Extrait à lire:
= = = = =
Faire dire a des gens – sans jamais les citer – des choses fausses pour mieux les détromper et asseoir ces propres thèses.
« Le parti socialiste a déclaré qu’il fallait mettre tous les violeurs en liberté la semaine de travail à 5 h et le smic à 25 000 euros par mois, je vais donc vous expliquer mon programme.. »
Iacub même combat – et ca fait deux fois donc ca devient pesant car ses thèses n’ont pas besoin de ce genre de conneries pour être défendues.
Donc non aucune féministe ne parle de « haine des hommes ». Les hommes ne haïssaient pas plus les femmes lorsqu’elles n’avaient pas le droit de vote, l’interdiction de travailler ou de voyager sans permission.
L’idée principale de Iacub est que les femmes doivent délaisser l’élevage (l’éducation et soins aux enfants ; le mot n’est pas terrible mais il dit ce qu’il veut dire), seule chose leur permettant d’avoir l’égalité.
Sauf que non. Parce qu’avec ou sans enfant, un femme subira des préjugés liés à son genre. Il est faux de dire « les hommes et les femmes qui naissent dans une société démocratique ont potentiellement le même destin« . (comme il serait faux de dire qu’un fils d’immigré et un fils de non immigré ont le même destin).
En revanche, 100% ok avec cela.
« La fonction des mouvements féministes devrait être de promouvoir l’autonomie des femmes à travers des politiques culturelles et éducatives, plus que par le biais de sanctions pénales. »
Beaucoup de féministes – comme beaucoup de français – tendent à adopter un tout sécuritaire qui me déplait profondément.
Voilà pourquoi je n’ai pas signé la pétition contre le viol.
1. je ne sais ce qui est entendu par « crime sexuel ».
= = = = =
Entrées fournies:
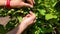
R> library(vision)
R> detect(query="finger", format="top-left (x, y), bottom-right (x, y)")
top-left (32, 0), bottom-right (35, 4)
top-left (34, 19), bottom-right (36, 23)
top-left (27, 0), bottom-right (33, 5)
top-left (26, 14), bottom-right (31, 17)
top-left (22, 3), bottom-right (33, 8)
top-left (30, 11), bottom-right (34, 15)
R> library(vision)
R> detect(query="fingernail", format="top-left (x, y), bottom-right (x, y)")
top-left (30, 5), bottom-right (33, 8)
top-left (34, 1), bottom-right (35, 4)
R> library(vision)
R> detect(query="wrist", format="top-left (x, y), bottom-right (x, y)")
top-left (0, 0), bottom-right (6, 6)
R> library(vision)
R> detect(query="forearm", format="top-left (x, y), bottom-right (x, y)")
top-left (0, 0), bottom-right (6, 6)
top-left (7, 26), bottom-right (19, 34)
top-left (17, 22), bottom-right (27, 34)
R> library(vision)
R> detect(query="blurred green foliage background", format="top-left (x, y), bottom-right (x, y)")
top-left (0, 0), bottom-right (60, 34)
= = = = =
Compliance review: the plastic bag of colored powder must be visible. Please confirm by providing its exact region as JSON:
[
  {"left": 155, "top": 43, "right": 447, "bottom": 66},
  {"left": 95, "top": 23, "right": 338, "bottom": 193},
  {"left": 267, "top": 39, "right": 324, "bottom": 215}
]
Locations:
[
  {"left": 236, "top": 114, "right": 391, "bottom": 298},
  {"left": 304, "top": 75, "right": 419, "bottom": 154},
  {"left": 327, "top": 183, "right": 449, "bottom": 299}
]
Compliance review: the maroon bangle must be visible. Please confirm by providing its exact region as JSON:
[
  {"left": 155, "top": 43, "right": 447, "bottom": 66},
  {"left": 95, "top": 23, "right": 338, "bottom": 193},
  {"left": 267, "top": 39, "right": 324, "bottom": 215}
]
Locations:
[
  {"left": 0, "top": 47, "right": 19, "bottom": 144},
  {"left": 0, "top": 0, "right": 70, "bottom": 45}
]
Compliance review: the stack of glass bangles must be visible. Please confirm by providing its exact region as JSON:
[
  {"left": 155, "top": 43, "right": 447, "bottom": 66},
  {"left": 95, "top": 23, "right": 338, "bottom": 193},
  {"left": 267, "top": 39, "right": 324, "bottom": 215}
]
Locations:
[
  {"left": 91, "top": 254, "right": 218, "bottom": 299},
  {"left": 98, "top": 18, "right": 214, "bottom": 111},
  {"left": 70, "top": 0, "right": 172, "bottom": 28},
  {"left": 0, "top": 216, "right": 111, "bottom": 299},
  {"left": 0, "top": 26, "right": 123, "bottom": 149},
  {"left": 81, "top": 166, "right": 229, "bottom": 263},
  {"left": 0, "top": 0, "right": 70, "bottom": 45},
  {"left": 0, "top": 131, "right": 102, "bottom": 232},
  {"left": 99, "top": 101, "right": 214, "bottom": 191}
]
= = = = =
Consigne: Recopiez fidèlement le passage de l'extrait à lire qui commence par « Faire dire a » et se termine par « voyager sans permission. ». Les entrées n'interviennent pas dans ce travail.

Réponse attendue:
Faire dire a des gens – sans jamais les citer – des choses fausses pour mieux les détromper et asseoir ces propres thèses.
« Le parti socialiste a déclaré qu’il fallait mettre tous les violeurs en liberté la semaine de travail à 5 h et le smic à 25 000 euros par mois, je vais donc vous expliquer mon programme.. »
Iacub même combat – et ca fait deux fois donc ca devient pesant car ses thèses n’ont pas besoin de ce genre de conneries pour être défendues.
Donc non aucune féministe ne parle de « haine des hommes ». Les hommes ne haïssaient pas plus les femmes lorsqu’elles n’avaient pas le droit de vote, l’interdiction de travailler ou de voyager sans permission.